Copy every row below word for word, without altering anything.

● Dataset entries
========
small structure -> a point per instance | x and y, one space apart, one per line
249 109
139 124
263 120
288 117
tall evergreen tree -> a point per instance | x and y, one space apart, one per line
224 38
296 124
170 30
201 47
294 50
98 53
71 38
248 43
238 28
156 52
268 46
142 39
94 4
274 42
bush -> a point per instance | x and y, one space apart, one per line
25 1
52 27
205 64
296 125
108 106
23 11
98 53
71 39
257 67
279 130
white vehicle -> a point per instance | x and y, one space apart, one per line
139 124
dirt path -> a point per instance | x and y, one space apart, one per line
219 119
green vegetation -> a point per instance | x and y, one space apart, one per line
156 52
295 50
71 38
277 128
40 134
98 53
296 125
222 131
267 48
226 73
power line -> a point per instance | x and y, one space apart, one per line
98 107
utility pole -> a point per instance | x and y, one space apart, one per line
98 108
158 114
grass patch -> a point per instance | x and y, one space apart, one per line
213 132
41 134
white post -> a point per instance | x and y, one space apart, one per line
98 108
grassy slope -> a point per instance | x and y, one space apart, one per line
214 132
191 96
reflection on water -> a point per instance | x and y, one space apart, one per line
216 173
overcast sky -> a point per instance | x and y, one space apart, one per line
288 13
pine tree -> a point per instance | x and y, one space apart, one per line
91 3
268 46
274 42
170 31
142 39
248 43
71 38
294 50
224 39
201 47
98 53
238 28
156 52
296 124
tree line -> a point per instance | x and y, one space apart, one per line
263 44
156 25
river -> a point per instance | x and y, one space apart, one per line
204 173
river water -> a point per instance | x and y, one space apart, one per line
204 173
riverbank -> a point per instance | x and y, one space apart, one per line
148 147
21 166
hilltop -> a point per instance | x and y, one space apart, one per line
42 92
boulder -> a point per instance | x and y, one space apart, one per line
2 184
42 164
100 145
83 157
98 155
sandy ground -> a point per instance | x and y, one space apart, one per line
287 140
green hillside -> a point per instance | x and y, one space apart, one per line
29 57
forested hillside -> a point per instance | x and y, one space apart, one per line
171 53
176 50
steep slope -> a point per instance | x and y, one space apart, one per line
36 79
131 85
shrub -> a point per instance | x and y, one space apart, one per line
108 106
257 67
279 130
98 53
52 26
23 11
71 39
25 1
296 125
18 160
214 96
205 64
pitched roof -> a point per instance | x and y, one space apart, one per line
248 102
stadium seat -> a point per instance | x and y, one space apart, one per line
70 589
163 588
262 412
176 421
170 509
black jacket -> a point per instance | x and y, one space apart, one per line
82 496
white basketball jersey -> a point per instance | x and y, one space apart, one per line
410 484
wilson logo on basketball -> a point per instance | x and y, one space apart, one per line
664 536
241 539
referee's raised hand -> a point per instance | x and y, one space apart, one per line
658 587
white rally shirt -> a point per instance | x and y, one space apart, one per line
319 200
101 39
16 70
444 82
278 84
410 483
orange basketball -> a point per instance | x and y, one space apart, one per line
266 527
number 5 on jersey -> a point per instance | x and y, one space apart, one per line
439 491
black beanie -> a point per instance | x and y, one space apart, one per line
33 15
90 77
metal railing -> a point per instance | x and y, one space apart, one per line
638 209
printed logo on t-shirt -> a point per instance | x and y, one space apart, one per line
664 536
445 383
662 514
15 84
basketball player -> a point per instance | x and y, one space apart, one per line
========
● Output for this exercise
small structure -> a point per instance | x and y, one space apart, one per line
249 109
139 124
263 120
288 117
tall evergreen tree -> a point per instance | x and y, one space apart, one per line
224 38
296 124
170 30
201 47
294 50
98 53
71 38
248 43
238 28
156 52
268 46
142 39
94 4
274 42
bush -> a point per instance | x and y, one space apart, one per line
25 1
52 27
205 64
296 125
108 106
23 11
98 53
71 39
257 67
279 130
white vehicle -> a point per instance | x and y, one space apart, one per line
139 124
dirt path -> a point per instance | x and y, one space apart, one per line
219 119
green vegetation -> a point per instance | x and y, one space apart, one per line
156 52
295 50
71 38
277 128
40 134
98 53
296 125
222 131
267 48
226 73
power line -> a point per instance | x and y, one space apart, one per line
98 107
utility pole -> a point per instance | x and y, one space apart, one per line
98 108
158 114
grass patch -> a point per instance | x and y, one space apart, one per line
213 132
41 134
white post -> a point per instance | x and y, one space apart, one per line
98 108
grassy slope -> a point per instance | x and y, one space apart, one per line
214 132
191 96
reflection on water -> a point per instance | x and y, one space apart, one per line
216 173
overcast sky -> a point per instance | x and y, one space apart, one per line
288 13
pine tree -> a point per instance | x and y, one space apart, one per line
91 3
268 46
274 42
170 31
142 39
248 43
71 38
294 50
224 39
201 47
98 53
238 28
156 52
296 124
tree line -> a point per instance | x and y, one space apart, one per line
263 44
156 25
river -> a point per instance | x and y, one space apart, one per line
204 173
river water -> a point per instance | x and y, one space apart, one per line
204 173
riverbank -> a point per instance | x and y, one space apart, one per line
148 147
21 166
hilltop -> a point per instance | x and y, one space apart, one per line
42 92
boulder -> a point per instance | x and y, one space apart, one per line
2 184
42 164
100 145
83 157
98 155
sandy ground -> a point per instance | x and y, one space apart, one per line
287 140
green hillside -> a point per instance | x and y, one space apart, one per line
29 57
forested hillside -> a point per instance | x and y, one space apart, one per line
171 53
176 50
steep slope -> a point per instance | x and y, one space apart, one per line
36 79
131 85
shrub -> a point per instance | x and y, one space apart, one per line
108 106
257 67
279 130
98 53
52 26
23 11
71 39
25 1
296 125
18 160
214 96
205 64
pitched roof -> a point per instance | x and y, one space apart, one per line
248 102
stadium seat -> a point per instance | x and y, one space apart, one per line
70 589
163 588
262 412
176 421
170 509
black jacket -> a point per instance | x and y, one space apart, one per line
82 496
white basketball jersey -> a point per instance | x and y, one space apart, one per line
410 484
wilson logo on basketball -> a point per instance | x and y, one space apart, one per line
664 536
241 539
referee's raised hand -> a point per instance | x and y, one space apart, one per line
658 587
white rally shirt -> a point per instance | x and y, one space apart, one per line
319 200
101 39
16 70
444 82
278 84
410 483
orange basketball -> a point per instance | x and y, one space apart, one per line
266 527
number 5 on jersey -> a point per instance | x and y, one space apart, one per line
439 491
black beanie -> a point per instance | x and y, one space apart, one per line
33 15
90 77
metal railing -> a point per instance | x and y, one space apart, one per line
638 209
printed logo on t-shirt -> a point per instance | x and y, one space apart, one per line
664 536
445 383
662 514
15 84
basketball player -> a point per instance | x and y, one space apart, one per line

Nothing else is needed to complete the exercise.